● **Task description**:
Print the Selenium reCAPTCHA walkthrough that follows in full and verbatim, keeping every line of prose and code unchanged.

● **Text segment**:
========
Before we dive right into the code, let’s first install all the necessary dependencies with pip.

pip install webdriver-manager selenium anticaptchaofficial

Once we have those installed, we can go on right to the code. So without further ado, here the full code sample:

from selenium import webdriver
from selenium.webdriver.firefox.service import Service as FirefoxService
from webdriver_manager.firefox import GeckoDriverManager
from selenium.webdriver.common.by import By
from anticaptchaofficial.recaptchav3proxyless import *
import re


def solve_captcha(url, sitekey):
  solver = recaptchaV3Proxyless()
  solver.set_verbose(1)
  solver.set_key("YOUR_API_KEY_HERE")
  solver.set_website_url(url)
  solver.set_website_key(sitekey)
  solver.set_min_score(0.9)

  return solver.solve_and_return_solution()


driver = webdriver.Firefox(service=FirefoxService(GeckoDriverManager().install()))

driver.get("https://recaptcha-demo.appspot.com/recaptcha-v2-checkbox-explicit.php")

# Extract site key
sitekey = re.search('''sitekey['"]s*:s*(['"])(.+)\1''', driver.page_source)
if sitekey == None:
  print('No site key found, please configure manually')
  driver.quit()
  quit()

sitekey = sitekey.group(2)


user = driver.find_element(By.CSS_SELECTOR, 'input[name="ex-a"]')
user.clear()
user.send_keys('username')

pwd = driver.find_element(By.CSS_SELECTOR, 'input[name="ex-b"]')
pwd.clear()
pwd.send_keys('password')


captcha_response = solve_captcha(driver.current_url, sitekey)
if captcha_response == 0:
  print('Error during CAPTCHA resolution')
  driver.quit()
  quit()

# Set CAPTCHA value
driver.execute_script('document.querySelector("#g-recaptcha-response").innerHTML="' + captcha_response + '"');

# Click submit button
driver.find_element(By.CSS_SELECTOR, 'button[type="submit"]').click()

Beautiful, isn’t it? But what exactly are we doing here? Let’s figure that out one step at a time, shall we?

  1. We import all the necessary libraries.
========
● **Record extracts**:
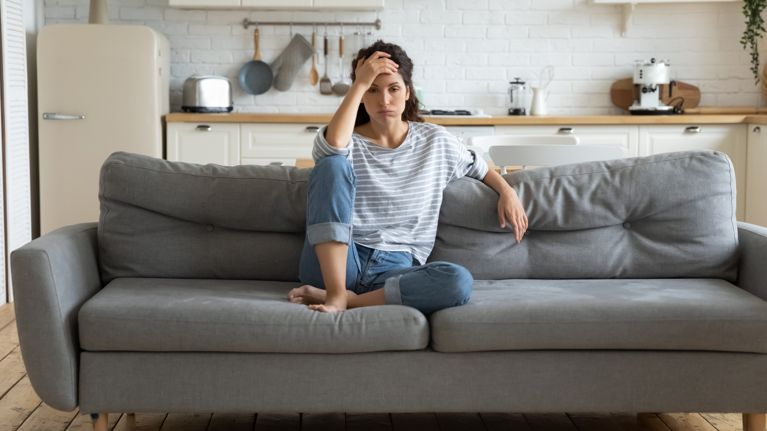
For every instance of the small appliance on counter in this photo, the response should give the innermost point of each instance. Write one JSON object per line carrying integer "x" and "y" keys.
{"x": 648, "y": 78}
{"x": 207, "y": 94}
{"x": 519, "y": 97}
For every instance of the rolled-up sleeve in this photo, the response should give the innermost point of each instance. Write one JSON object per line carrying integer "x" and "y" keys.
{"x": 470, "y": 164}
{"x": 323, "y": 149}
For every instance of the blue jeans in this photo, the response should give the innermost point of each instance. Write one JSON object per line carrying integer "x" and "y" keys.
{"x": 428, "y": 288}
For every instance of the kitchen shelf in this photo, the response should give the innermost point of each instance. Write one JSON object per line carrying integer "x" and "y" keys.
{"x": 630, "y": 5}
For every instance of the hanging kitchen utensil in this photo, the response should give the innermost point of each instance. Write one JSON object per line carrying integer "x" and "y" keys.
{"x": 326, "y": 86}
{"x": 287, "y": 65}
{"x": 256, "y": 76}
{"x": 314, "y": 76}
{"x": 341, "y": 87}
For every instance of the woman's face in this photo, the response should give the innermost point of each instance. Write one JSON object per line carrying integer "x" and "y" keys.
{"x": 385, "y": 99}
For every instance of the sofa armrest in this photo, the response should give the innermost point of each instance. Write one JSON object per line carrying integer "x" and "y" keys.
{"x": 52, "y": 277}
{"x": 752, "y": 266}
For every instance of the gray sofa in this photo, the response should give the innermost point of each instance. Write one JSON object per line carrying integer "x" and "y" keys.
{"x": 635, "y": 290}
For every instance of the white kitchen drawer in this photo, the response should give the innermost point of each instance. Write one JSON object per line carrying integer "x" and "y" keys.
{"x": 730, "y": 139}
{"x": 217, "y": 143}
{"x": 279, "y": 4}
{"x": 218, "y": 4}
{"x": 270, "y": 141}
{"x": 626, "y": 137}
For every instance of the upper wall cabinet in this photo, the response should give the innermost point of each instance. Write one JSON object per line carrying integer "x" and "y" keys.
{"x": 279, "y": 4}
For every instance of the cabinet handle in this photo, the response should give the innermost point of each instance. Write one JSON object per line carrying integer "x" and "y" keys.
{"x": 57, "y": 116}
{"x": 692, "y": 129}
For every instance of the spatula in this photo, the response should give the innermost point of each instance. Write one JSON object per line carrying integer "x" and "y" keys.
{"x": 314, "y": 76}
{"x": 326, "y": 86}
{"x": 341, "y": 87}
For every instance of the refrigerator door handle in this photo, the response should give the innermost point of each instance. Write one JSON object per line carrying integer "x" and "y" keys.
{"x": 55, "y": 116}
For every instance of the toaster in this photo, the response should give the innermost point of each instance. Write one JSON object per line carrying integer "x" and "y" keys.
{"x": 207, "y": 93}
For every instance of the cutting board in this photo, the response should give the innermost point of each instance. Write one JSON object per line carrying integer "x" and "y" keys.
{"x": 622, "y": 93}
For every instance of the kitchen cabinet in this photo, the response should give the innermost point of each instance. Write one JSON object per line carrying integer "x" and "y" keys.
{"x": 729, "y": 139}
{"x": 756, "y": 175}
{"x": 626, "y": 137}
{"x": 217, "y": 143}
{"x": 279, "y": 4}
{"x": 286, "y": 144}
{"x": 241, "y": 144}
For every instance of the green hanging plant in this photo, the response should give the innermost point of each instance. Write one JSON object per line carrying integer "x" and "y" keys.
{"x": 752, "y": 10}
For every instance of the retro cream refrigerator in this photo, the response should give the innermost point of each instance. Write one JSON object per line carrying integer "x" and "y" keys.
{"x": 101, "y": 89}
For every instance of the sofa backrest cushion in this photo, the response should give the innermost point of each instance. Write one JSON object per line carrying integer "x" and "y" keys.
{"x": 183, "y": 220}
{"x": 667, "y": 215}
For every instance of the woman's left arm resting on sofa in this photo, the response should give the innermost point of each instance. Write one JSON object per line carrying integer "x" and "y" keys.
{"x": 510, "y": 208}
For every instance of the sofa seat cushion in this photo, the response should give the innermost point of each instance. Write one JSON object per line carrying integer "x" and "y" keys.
{"x": 630, "y": 314}
{"x": 159, "y": 315}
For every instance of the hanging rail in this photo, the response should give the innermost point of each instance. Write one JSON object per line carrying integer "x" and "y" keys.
{"x": 377, "y": 23}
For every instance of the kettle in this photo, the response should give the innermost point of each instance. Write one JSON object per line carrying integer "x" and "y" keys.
{"x": 519, "y": 97}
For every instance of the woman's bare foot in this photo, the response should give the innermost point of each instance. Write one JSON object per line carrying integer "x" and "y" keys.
{"x": 307, "y": 294}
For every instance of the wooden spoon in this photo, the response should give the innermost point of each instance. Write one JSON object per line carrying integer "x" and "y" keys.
{"x": 314, "y": 75}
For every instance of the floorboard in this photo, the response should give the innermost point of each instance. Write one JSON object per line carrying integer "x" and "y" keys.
{"x": 82, "y": 422}
{"x": 46, "y": 418}
{"x": 17, "y": 405}
{"x": 724, "y": 422}
{"x": 686, "y": 422}
{"x": 11, "y": 371}
{"x": 144, "y": 422}
{"x": 7, "y": 315}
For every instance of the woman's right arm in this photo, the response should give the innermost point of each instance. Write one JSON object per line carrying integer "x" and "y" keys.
{"x": 341, "y": 126}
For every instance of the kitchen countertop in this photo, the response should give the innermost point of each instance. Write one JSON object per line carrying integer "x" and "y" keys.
{"x": 708, "y": 118}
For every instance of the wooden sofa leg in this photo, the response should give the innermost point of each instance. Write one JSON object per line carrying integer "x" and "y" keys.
{"x": 100, "y": 421}
{"x": 753, "y": 421}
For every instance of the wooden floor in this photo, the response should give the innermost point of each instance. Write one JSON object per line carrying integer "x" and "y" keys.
{"x": 21, "y": 409}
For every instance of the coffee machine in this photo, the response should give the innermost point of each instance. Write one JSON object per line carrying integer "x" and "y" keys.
{"x": 648, "y": 78}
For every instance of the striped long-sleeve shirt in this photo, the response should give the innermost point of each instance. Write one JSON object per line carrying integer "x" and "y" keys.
{"x": 399, "y": 191}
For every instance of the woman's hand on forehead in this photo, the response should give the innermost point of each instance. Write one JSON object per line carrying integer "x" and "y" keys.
{"x": 368, "y": 68}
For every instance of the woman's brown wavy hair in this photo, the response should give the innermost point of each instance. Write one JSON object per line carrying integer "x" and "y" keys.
{"x": 398, "y": 56}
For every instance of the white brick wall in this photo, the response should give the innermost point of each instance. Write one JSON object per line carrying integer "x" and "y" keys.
{"x": 466, "y": 52}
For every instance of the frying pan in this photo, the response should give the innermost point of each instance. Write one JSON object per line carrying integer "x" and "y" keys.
{"x": 255, "y": 75}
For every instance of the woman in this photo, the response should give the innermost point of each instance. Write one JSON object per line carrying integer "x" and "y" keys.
{"x": 375, "y": 193}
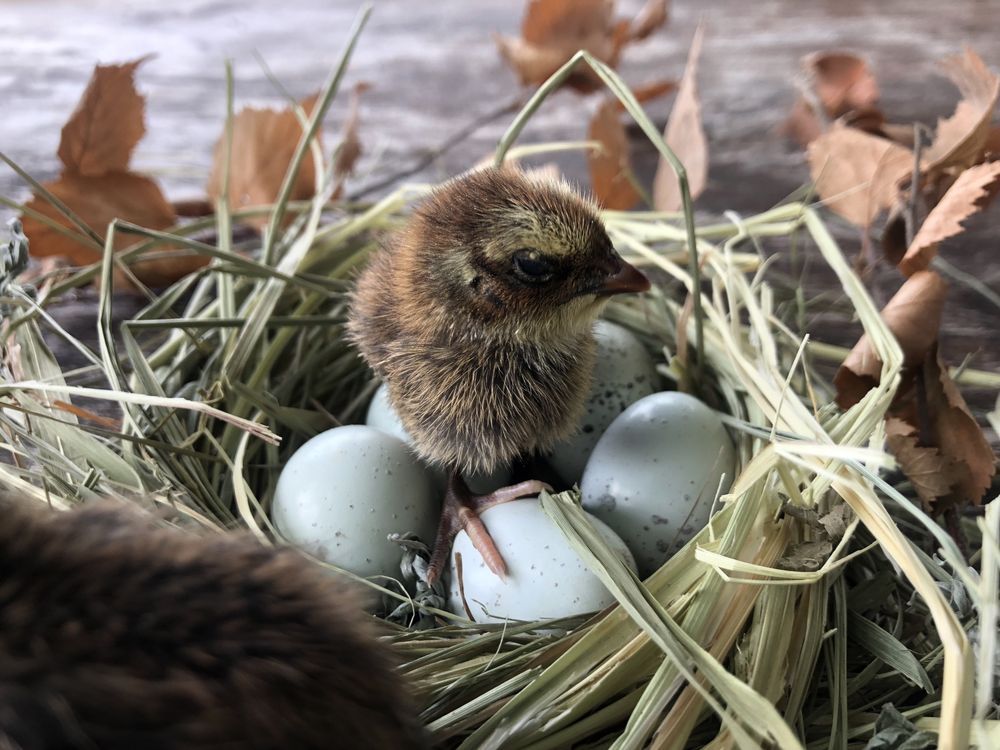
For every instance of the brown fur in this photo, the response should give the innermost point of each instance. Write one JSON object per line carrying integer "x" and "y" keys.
{"x": 116, "y": 635}
{"x": 482, "y": 366}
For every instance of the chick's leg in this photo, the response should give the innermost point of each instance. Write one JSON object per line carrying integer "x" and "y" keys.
{"x": 461, "y": 511}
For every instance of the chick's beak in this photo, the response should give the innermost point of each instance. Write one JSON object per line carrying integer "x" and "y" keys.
{"x": 625, "y": 279}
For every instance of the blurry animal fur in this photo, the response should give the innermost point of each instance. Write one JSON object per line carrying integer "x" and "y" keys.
{"x": 116, "y": 634}
{"x": 482, "y": 364}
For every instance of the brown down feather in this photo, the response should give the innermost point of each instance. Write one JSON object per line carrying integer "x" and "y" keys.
{"x": 480, "y": 365}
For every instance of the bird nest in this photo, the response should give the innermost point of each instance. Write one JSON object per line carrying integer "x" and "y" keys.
{"x": 818, "y": 593}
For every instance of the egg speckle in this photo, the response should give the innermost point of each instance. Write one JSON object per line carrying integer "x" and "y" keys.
{"x": 342, "y": 509}
{"x": 545, "y": 577}
{"x": 654, "y": 474}
{"x": 623, "y": 373}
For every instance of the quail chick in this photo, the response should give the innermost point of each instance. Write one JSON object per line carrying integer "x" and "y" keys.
========
● **Answer to the problem**:
Before we dive right into the code, let’s first install all the necessary dependencies with pip.

pip install webdriver-manager selenium anticaptchaofficial

Once we have those installed, we can go on right to the code. So without further ado, here the full code sample:

from selenium import webdriver
from selenium.webdriver.firefox.service import Service as FirefoxService
from webdriver_manager.firefox import GeckoDriverManager
from selenium.webdriver.common.by import By
from anticaptchaofficial.recaptchav3proxyless import *
import re


def solve_captcha(url, sitekey):
  solver = recaptchaV3Proxyless()
  solver.set_verbose(1)
  solver.set_key("YOUR_API_KEY_HERE")
  solver.set_website_url(url)
  solver.set_website_key(sitekey)
  solver.set_min_score(0.9)

  return solver.solve_and_return_solution()


driver = webdriver.Firefox(service=FirefoxService(GeckoDriverManager().install()))

driver.get("https://recaptcha-demo.appspot.com/recaptcha-v2-checkbox-explicit.php")

# Extract site key
sitekey = re.search('''sitekey['"]s*:s*(['"])(.+)\1''', driver.page_source)
if sitekey == None:
  print('No site key found, please configure manually')
  driver.quit()
  quit()

sitekey = sitekey.group(2)


user = driver.find_element(By.CSS_SELECTOR, 'input[name="ex-a"]')
user.clear()
user.send_keys('username')

pwd = driver.find_element(By.CSS_SELECTOR, 'input[name="ex-b"]')
pwd.clear()
pwd.send_keys('password')


captcha_response = solve_captcha(driver.current_url, sitekey)
if captcha_response == 0:
  print('Error during CAPTCHA resolution')
  driver.quit()
  quit()

# Set CAPTCHA value
driver.execute_script('document.querySelector("#g-recaptcha-response").innerHTML="' + captcha_response + '"');

# Click submit button
driver.find_element(By.CSS_SELECTOR, 'button[type="submit"]').click()

Beautiful, isn’t it? But what exactly are we doing here? Let’s figure that out one step at a time, shall we?

  1. We import all the necessary libraries.